◆ SOURCE EXTRACT
/---
Trends in CEO Actual TDC versus S&P 500 Index Performance

In recent years, CEO actual TDC pay increases have been supported by strong TSR. In fact, pay increases over the last 10 years have trailed TSR performance by ~8% when examining the compound annual growth rates (CAGR) of compensation and shareholder return over the last decade: the TSR CAGR was 12% while CEO pay grew at 4%. TSR performance is notable for 2019, 2020, and 2021 (+31%, +18%, +29%, respectively), which supports the significant increase in CEO pay in the last few years. Likewise, during the downturn observed in 2022 TSR (-18%), the pay remained flat in the aggregate.

There is a positive correlation between share price performance and CEO pay. In a positive stock price environment, Compensation Committees are often more supportive of CEO pay increases, typically delivered via larger LTI grants, while CEO base salaries increase modestly or periodically (i.e., less frequently than on an annual basis) and comprise a small portion of the executive pay package. Annual actual bonus incentive payments, though not as significant as the LTI portion of total compensation, can have a meaningful impact on whether compensation grows year over year. When a company is having a good year and is exceeding budget goals as well as investor and analyst expectations, the CEO’s actual bonus incentive is often paid above target and increases year over year (often, the share price also increases as company performance is strong). That said, there will be some years where a CEO’s actual bonus incentive payments are above target when the company exceeded its budgeted goals while the share price declines due to stock market volatility or correction and sector rotation. The opposite can also happen, goals are not met, resulting in lower actual bonus incentive payments while the stock market goes up.
\---
◆ PROVIDED MATERIAL
/---
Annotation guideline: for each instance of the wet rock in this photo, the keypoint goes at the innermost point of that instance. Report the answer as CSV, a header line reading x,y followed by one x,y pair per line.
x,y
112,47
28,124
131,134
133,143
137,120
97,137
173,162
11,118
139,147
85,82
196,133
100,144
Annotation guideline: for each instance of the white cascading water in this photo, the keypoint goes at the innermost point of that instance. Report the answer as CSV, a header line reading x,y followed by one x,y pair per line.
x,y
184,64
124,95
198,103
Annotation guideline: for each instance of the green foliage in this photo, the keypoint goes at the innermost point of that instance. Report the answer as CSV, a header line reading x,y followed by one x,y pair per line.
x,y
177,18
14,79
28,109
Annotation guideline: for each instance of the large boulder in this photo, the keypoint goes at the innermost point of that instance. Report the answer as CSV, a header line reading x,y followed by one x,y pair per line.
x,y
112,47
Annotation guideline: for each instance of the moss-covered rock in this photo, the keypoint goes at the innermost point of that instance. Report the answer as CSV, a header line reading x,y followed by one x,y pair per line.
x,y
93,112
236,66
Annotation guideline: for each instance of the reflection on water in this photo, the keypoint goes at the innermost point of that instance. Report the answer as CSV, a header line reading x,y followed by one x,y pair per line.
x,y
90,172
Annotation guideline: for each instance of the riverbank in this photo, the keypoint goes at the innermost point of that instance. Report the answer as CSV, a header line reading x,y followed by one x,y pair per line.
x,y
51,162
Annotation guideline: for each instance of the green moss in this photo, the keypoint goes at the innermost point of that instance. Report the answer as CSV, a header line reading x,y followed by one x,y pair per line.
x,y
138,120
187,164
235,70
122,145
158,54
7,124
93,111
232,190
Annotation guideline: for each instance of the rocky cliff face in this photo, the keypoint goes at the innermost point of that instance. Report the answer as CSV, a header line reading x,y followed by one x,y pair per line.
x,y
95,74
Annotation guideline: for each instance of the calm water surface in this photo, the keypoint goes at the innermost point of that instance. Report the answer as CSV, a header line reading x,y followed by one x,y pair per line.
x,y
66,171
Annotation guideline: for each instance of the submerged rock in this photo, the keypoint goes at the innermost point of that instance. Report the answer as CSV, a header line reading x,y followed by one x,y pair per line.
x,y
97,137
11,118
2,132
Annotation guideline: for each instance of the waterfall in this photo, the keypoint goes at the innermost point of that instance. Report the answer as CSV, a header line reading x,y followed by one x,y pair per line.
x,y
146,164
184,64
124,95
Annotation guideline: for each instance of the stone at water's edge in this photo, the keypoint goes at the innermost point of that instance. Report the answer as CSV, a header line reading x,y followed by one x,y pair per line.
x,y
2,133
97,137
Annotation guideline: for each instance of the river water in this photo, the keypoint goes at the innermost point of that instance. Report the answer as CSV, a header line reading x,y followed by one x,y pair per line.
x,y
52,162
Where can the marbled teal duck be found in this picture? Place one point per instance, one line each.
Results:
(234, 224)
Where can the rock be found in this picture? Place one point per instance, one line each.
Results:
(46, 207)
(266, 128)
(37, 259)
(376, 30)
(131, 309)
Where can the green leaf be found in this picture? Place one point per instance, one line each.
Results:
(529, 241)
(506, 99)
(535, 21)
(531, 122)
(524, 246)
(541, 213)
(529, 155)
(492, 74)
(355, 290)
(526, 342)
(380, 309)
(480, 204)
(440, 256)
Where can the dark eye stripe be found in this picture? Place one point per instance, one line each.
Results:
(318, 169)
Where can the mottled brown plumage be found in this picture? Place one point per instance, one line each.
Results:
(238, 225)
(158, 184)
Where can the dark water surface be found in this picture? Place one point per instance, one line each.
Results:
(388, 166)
\---
Please transcribe the full text on CEO pay trends and S&P 500 performance word for word. The data here comes from a different source than the text.

Trends in CEO Actual TDC versus S&P 500 Index Performance

In recent years, CEO actual TDC pay increases have been supported by strong TSR. In fact, pay increases over the last 10 years have trailed TSR performance by ~8% when examining the compound annual growth rates (CAGR) of compensation and shareholder return over the last decade: the TSR CAGR was 12% while CEO pay grew at 4%. TSR performance is notable for 2019, 2020, and 2021 (+31%, +18%, +29%, respectively), which supports the significant increase in CEO pay in the last few years. Likewise, during the downturn observed in 2022 TSR (-18%), the pay remained flat in the aggregate.

There is a positive correlation between share price performance and CEO pay. In a positive stock price environment, Compensation Committees are often more supportive of CEO pay increases, typically delivered via larger LTI grants, while CEO base salaries increase modestly or periodically (i.e., less frequently than on an annual basis) and comprise a small portion of the executive pay package. Annual actual bonus incentive payments, though not as significant as the LTI portion of total compensation, can have a meaningful impact on whether compensation grows year over year. When a company is having a good year and is exceeding budget goals as well as investor and analyst expectations, the CEO’s actual bonus incentive is often paid above target and increases year over year (often, the share price also increases as company performance is strong). That said, there will be some years where a CEO’s actual bonus incentive payments are above target when the company exceeded its budgeted goals while the share price declines due to stock market volatility or correction and sector rotation. The opposite can also happen, goals are not met, resulting in lower actual bonus incentive payments while the stock market goes up.